▸ Exercise description
Reproduce the records word for word, with nothing left out.

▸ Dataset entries
◆ ◆ ◆
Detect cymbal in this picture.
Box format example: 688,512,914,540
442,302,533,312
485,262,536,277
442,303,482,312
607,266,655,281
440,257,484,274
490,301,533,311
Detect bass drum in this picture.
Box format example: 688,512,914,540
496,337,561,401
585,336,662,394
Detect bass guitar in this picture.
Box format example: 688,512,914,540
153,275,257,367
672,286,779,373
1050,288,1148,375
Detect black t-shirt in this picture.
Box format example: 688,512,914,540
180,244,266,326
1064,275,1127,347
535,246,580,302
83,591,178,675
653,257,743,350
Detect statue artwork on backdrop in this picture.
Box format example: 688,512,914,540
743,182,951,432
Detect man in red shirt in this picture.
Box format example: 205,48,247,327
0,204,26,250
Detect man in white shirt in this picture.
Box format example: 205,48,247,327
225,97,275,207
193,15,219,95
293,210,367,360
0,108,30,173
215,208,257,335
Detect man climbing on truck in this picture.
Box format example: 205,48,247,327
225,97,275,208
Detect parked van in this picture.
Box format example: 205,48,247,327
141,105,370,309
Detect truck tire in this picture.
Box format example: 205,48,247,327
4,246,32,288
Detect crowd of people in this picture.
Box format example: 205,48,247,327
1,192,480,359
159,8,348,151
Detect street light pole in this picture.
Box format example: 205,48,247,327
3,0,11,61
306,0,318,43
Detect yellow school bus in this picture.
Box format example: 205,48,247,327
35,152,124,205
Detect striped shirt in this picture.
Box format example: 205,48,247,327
◆ ◆ ◆
▸ Solution to this problem
Detect cymbal in this picture.
Box format example: 688,512,914,540
442,302,533,312
485,262,536,277
442,303,482,312
607,266,655,281
440,257,484,274
490,301,533,311
Detect bass drum in this picture.
Box format example: 688,512,914,540
496,337,561,401
585,336,662,394
Detect bass guitar in this picture.
Box format example: 688,512,914,540
153,275,257,367
672,286,779,373
1050,288,1148,375
Detect black t-shirt in this picture.
Box format example: 688,512,914,540
180,244,266,326
1064,275,1127,347
535,246,580,302
83,591,178,675
653,257,743,350
Detect statue artwork on backdrop in this picture.
Box format example: 688,512,914,540
743,182,951,432
Detect man in red shirt in this picture.
Box format example: 205,48,247,327
0,204,26,250
Detect man in white shirt in this picture.
Box format example: 205,48,247,327
225,97,275,207
193,15,219,95
293,210,367,360
0,108,30,173
215,208,257,335
Detect man climbing on truck in this picture.
Box format example: 205,48,247,327
225,97,275,208
Detect parked van in this picture.
Box format example: 205,48,247,327
141,105,370,309
Detect truck tire in this picture.
Box format example: 205,48,247,327
4,246,32,288
Detect crowd of people in this picture.
Box format example: 205,48,247,327
1,192,480,359
159,8,348,151
Detect street light pole in this picture.
Box format example: 205,48,247,327
3,0,11,61
306,0,318,43
Detect yellow school bus in this picture.
Box format example: 205,48,247,327
35,152,124,205
Detect striped shirt in this picture.
Box format example: 205,48,247,327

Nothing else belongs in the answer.